'''
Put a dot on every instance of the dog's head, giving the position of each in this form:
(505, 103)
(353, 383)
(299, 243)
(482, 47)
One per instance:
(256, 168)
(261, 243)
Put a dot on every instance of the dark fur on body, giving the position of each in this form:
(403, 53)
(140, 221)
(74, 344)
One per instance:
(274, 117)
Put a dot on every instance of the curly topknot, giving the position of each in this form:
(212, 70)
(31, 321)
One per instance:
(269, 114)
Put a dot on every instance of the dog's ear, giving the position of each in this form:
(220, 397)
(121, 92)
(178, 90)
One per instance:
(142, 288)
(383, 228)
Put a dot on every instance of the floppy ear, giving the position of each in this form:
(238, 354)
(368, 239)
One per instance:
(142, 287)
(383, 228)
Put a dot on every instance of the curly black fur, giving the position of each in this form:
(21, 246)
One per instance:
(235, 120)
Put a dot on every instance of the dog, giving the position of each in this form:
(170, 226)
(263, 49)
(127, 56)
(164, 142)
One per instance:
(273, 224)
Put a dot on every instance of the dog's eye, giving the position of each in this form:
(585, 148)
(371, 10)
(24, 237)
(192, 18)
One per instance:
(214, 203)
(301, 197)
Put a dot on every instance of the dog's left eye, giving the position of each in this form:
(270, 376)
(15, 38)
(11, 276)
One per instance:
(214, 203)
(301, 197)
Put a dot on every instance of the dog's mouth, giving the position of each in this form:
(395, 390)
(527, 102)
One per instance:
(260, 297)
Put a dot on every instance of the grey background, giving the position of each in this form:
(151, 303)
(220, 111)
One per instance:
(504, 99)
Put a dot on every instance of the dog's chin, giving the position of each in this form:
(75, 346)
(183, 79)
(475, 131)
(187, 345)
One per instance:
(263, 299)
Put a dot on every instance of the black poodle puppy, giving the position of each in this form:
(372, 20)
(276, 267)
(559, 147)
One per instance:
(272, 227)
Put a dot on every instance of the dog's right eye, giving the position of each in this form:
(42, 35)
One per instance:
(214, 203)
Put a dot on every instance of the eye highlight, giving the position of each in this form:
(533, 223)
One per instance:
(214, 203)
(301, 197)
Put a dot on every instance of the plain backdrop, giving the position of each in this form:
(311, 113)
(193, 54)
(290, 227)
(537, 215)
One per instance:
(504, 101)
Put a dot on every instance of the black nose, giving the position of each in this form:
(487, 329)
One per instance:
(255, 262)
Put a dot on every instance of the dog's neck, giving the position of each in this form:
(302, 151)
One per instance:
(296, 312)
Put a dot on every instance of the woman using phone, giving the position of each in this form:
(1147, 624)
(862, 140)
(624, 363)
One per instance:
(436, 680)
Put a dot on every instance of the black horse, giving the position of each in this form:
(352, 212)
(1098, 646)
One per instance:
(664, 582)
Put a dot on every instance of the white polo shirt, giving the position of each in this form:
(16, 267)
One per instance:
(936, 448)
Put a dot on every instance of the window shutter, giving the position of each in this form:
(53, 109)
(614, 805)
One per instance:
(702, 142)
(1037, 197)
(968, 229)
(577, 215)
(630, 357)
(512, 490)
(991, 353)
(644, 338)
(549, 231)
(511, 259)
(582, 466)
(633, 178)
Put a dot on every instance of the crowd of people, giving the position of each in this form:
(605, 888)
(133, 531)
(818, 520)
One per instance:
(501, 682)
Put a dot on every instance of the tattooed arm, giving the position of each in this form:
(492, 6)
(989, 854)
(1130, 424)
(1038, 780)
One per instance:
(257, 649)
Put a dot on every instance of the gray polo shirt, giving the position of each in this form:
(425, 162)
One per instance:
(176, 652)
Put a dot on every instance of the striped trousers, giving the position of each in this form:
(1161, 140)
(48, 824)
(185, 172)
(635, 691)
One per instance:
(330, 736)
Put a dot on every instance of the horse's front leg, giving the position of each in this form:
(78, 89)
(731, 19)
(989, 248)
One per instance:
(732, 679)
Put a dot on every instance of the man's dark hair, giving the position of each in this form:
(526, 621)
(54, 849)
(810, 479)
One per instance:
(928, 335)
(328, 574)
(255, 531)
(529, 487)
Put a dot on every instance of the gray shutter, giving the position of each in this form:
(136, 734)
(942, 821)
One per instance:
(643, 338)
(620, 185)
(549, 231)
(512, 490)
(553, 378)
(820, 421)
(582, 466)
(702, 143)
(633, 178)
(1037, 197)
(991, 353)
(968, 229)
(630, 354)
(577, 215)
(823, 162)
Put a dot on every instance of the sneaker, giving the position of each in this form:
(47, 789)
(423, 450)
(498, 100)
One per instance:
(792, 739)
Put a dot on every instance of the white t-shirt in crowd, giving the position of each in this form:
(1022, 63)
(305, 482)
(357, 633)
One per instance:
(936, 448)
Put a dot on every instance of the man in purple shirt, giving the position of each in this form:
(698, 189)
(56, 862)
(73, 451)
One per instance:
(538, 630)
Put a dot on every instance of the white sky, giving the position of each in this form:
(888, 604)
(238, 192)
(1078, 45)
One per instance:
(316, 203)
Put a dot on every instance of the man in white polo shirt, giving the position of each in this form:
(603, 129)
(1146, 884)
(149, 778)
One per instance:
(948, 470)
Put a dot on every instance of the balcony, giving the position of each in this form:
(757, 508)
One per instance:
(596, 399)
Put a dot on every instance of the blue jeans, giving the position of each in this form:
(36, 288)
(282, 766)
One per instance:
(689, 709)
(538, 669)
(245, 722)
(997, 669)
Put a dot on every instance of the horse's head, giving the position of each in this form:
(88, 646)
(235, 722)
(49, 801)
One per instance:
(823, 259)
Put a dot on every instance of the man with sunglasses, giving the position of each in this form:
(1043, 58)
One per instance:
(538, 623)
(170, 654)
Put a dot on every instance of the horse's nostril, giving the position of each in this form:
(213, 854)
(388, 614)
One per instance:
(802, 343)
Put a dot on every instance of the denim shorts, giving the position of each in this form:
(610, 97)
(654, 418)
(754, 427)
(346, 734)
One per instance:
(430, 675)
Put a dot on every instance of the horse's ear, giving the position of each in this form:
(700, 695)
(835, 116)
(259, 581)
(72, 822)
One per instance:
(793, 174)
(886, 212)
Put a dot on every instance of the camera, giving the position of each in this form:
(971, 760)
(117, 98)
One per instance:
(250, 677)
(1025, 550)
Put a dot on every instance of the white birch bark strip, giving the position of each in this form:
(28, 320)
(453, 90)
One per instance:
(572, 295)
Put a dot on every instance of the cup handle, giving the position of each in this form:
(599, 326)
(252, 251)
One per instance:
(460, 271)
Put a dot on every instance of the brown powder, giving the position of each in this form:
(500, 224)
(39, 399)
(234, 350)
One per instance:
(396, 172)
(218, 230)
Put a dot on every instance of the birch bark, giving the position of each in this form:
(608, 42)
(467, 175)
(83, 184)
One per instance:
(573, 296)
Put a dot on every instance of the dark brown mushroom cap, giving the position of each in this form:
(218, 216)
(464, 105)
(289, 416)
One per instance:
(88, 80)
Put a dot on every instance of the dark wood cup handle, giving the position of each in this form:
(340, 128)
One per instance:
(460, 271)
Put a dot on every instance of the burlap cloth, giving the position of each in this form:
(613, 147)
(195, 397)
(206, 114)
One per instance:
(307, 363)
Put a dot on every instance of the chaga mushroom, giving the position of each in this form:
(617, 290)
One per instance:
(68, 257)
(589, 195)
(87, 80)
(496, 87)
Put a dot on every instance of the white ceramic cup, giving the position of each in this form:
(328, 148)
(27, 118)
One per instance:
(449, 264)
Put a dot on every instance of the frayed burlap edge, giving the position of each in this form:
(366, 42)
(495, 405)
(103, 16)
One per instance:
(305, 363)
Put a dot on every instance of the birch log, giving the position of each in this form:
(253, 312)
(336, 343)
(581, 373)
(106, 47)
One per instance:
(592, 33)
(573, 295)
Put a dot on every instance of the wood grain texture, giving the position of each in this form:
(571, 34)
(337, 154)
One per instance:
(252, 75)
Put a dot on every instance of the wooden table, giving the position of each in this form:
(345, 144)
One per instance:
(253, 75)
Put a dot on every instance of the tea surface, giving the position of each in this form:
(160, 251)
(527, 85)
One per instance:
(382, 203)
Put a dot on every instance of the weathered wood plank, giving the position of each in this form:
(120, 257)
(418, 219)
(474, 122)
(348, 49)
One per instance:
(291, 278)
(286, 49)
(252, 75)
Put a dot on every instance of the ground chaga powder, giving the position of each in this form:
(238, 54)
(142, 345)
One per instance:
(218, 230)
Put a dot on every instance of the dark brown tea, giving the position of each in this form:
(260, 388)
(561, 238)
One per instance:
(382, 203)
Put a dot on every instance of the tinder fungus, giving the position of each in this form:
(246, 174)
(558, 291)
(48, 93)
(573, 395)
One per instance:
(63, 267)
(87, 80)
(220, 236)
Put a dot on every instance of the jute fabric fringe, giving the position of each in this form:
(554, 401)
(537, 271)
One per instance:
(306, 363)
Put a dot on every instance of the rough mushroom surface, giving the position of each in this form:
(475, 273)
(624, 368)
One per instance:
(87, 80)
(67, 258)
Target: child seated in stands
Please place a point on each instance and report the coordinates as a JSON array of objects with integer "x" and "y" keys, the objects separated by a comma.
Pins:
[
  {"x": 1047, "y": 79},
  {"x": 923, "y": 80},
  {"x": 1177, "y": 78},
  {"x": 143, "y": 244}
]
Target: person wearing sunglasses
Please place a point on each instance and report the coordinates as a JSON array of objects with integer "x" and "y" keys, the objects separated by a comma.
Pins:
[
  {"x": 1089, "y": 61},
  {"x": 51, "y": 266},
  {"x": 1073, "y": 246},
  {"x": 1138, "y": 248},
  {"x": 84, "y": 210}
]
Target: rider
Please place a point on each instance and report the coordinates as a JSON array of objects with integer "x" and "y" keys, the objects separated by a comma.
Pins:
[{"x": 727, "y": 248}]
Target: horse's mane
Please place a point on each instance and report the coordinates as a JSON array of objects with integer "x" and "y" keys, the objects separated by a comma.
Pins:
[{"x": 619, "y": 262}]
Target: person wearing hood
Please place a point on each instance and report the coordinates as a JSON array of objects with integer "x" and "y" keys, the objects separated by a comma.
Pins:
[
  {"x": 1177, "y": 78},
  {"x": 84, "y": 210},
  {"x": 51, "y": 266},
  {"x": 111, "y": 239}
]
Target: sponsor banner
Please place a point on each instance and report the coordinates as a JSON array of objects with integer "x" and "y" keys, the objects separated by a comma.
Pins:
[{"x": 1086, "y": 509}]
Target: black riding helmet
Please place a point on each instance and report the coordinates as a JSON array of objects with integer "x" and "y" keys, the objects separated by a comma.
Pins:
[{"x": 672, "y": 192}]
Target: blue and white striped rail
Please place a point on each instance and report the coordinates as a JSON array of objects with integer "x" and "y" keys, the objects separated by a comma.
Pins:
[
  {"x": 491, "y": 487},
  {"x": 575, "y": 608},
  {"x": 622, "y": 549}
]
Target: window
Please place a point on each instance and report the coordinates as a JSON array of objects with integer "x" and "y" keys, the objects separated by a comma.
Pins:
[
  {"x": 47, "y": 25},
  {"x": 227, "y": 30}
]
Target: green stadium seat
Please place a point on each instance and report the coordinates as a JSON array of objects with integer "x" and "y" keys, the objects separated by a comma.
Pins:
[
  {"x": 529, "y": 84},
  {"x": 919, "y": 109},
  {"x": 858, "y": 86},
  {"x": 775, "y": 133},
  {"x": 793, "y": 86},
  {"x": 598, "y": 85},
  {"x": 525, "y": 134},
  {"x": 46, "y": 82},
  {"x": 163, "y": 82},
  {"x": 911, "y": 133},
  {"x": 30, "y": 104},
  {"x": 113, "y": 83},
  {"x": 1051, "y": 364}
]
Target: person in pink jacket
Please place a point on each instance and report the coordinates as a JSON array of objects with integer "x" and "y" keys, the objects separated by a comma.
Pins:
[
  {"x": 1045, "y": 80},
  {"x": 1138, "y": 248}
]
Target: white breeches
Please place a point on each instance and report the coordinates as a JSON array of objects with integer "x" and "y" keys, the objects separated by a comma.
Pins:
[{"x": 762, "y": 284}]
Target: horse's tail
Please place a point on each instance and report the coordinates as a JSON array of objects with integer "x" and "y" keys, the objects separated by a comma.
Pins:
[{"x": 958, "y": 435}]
'''
● Task objective
Each line above with the string "surface" in it should be located and copied.

● Task response
Put a dot on every instance of the tea surface, giving the position of each in this form:
Put a dot on every instance of the rough mushroom surface, giving the position of each in this form:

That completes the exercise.